本文.
········

試験の内容は中学2年3学期までの内容が70%を占めます。中2のお子さんは、一度過去問を解いてみるといいでしょう。例えば、今習っているであろう数学の「一次関数」や「図形の角度・証明」などの授業内容が高校受験に直結していることがよくわかるはずです。これは中1のお子さんも同様ですね。つまり、受験対策は何も中学3年生になってからしかできないわけではないのです。
また1問当たりの配点が高いのも特徴の1つです。国語の漢字の読み書きは1問2点ですが、その他の教科では、4点や5点の問題ばかり。そのため計算ミスやうっかりミスが合否を大きく左右します。「あと1問正解していれば・・・」と嘆く中学生は毎年いるのです。

········

提供データ.
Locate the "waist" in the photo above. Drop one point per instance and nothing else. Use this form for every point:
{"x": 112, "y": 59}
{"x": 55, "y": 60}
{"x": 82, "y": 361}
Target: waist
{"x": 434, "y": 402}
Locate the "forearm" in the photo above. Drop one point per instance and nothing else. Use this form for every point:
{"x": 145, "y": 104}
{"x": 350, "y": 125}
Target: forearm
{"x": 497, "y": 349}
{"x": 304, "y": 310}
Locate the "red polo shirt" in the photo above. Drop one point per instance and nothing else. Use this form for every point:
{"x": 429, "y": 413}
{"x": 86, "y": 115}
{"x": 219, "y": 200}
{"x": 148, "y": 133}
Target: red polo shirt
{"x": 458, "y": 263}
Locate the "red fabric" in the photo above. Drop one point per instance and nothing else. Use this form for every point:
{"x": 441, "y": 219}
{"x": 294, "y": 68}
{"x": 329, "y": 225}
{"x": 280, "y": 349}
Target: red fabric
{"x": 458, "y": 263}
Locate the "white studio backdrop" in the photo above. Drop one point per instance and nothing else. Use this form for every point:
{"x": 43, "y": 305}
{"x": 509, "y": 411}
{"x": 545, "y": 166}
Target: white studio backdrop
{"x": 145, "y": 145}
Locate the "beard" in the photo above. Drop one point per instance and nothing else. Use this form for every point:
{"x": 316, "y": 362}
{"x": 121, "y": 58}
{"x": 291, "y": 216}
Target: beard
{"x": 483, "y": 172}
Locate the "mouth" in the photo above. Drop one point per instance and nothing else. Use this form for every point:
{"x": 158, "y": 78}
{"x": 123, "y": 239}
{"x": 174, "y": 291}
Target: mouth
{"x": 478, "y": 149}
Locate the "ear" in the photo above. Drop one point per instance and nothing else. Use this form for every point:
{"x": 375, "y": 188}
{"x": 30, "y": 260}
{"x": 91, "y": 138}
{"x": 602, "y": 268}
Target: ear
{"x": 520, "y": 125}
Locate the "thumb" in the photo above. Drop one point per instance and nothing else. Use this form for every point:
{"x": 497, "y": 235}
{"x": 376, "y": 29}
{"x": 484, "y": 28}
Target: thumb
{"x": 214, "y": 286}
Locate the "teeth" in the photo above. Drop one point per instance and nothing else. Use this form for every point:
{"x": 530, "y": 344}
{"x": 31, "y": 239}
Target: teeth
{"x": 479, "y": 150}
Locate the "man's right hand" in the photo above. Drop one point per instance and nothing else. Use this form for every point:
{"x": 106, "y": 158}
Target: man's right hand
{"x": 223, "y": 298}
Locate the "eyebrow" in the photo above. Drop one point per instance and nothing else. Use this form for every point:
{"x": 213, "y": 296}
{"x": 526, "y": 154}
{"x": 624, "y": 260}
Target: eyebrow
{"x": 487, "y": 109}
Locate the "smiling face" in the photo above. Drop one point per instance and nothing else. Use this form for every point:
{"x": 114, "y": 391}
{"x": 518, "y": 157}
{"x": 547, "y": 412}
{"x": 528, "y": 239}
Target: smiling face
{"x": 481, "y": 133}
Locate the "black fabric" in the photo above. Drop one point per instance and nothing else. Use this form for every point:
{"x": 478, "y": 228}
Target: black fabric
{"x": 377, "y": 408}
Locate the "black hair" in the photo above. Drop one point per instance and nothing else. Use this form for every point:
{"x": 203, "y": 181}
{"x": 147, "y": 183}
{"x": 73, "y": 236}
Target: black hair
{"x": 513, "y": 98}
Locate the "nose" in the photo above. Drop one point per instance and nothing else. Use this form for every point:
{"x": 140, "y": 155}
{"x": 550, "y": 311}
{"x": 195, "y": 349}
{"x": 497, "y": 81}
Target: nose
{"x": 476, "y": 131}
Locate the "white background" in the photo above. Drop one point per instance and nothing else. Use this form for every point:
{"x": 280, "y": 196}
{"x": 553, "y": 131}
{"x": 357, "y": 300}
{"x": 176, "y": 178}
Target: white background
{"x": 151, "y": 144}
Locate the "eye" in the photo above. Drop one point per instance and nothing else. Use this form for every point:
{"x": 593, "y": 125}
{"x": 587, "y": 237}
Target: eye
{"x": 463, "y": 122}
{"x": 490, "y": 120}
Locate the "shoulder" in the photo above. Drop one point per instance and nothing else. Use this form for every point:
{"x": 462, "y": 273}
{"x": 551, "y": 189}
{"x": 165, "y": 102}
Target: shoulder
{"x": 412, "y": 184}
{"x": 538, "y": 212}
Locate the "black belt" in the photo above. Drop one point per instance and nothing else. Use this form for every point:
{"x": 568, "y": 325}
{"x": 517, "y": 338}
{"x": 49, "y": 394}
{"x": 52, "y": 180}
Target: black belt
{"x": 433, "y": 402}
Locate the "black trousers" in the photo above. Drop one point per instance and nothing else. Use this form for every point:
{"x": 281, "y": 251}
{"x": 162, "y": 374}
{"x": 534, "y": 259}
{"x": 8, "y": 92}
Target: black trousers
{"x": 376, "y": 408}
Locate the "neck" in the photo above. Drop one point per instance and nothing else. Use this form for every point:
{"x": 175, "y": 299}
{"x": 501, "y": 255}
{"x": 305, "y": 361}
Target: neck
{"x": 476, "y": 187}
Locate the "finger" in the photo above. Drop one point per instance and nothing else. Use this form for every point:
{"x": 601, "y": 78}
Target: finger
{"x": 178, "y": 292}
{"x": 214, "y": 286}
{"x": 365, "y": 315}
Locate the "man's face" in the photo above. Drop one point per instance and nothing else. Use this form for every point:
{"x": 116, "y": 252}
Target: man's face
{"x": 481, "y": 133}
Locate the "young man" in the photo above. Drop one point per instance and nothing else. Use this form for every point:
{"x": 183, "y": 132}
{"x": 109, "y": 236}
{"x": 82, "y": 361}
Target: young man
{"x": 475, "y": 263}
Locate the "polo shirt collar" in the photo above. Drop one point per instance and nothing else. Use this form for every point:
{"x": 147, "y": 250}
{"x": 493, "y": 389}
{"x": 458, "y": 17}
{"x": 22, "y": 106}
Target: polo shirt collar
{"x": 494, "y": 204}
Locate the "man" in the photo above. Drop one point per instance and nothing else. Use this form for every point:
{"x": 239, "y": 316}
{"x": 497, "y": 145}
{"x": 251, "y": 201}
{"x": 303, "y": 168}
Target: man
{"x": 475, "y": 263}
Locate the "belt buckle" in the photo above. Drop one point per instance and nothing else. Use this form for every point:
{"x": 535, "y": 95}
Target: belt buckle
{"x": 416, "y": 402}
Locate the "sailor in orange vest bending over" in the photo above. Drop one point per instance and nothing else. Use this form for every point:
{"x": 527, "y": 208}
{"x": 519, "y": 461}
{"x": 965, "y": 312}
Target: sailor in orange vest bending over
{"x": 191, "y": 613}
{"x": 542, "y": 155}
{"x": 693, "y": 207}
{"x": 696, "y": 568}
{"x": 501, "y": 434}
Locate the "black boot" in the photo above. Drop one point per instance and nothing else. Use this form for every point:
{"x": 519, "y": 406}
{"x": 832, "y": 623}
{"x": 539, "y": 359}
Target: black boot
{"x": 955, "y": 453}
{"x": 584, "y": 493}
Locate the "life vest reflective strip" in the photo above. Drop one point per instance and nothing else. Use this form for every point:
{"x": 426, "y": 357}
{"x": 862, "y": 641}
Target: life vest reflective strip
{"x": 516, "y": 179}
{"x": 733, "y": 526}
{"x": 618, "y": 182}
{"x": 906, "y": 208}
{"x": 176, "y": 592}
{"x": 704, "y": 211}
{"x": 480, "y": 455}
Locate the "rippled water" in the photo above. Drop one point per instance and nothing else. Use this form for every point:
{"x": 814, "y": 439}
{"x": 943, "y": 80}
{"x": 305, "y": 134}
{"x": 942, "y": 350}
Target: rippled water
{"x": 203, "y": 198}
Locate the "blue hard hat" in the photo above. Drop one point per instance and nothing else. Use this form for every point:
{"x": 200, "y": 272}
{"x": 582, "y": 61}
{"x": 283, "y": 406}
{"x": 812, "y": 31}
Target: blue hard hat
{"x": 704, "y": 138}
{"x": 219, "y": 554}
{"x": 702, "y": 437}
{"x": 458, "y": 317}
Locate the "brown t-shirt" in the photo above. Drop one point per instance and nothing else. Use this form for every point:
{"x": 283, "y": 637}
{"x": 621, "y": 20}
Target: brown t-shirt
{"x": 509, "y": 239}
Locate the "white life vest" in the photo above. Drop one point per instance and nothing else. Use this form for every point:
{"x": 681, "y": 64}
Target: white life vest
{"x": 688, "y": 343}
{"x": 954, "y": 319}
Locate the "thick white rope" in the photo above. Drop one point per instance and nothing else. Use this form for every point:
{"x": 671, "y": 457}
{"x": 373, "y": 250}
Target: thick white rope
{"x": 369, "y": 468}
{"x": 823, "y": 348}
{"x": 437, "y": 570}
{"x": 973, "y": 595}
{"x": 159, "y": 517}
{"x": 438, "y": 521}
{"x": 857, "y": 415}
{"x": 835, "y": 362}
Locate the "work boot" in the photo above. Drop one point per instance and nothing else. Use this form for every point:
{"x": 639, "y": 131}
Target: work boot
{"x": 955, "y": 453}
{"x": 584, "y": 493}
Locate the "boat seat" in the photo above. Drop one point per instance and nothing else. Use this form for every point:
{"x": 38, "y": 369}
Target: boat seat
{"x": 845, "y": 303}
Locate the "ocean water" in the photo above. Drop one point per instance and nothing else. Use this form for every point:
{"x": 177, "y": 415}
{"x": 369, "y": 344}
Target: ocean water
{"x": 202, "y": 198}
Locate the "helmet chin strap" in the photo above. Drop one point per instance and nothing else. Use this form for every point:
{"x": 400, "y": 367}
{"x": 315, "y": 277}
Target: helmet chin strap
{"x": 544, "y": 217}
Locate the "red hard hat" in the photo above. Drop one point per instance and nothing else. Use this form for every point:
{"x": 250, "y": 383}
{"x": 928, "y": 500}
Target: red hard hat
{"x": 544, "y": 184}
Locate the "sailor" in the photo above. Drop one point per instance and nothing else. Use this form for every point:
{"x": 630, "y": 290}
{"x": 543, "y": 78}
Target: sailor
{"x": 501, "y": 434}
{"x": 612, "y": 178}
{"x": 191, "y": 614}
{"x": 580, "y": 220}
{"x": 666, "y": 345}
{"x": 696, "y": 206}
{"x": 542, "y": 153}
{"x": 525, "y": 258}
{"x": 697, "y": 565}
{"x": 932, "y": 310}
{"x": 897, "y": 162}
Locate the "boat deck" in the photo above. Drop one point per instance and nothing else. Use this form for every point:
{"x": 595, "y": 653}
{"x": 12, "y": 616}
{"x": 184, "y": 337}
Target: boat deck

········

作業の指示.
**1)** 本文によると、試験の内容のうち中学2年3学期までの内容は何%を占めますか。
**2)** 記録から「black」という文字列を含む行をすべて集めてください。大文字と小文字は区別します。
本文と記録は、互いに関係のない別々のものです。

順番に解答.
**1)** 70%を占めます。

**2)**
Locate the "black fabric" in the photo above. Drop one point per instance and nothing else. Use this form for every point:
Target: black fabric
Locate the "black hair" in the photo above. Drop one point per instance and nothing else. Use this form for every point:
Target: black hair
Locate the "black belt" in the photo above. Drop one point per instance and nothing else. Use this form for every point:
Target: black belt
Locate the "black trousers" in the photo above. Drop one point per instance and nothing else. Use this form for every point:
Target: black trousers
Locate the "black boot" in the photo above. Drop one point per instance and nothing else. Use this form for every point:
Target: black boot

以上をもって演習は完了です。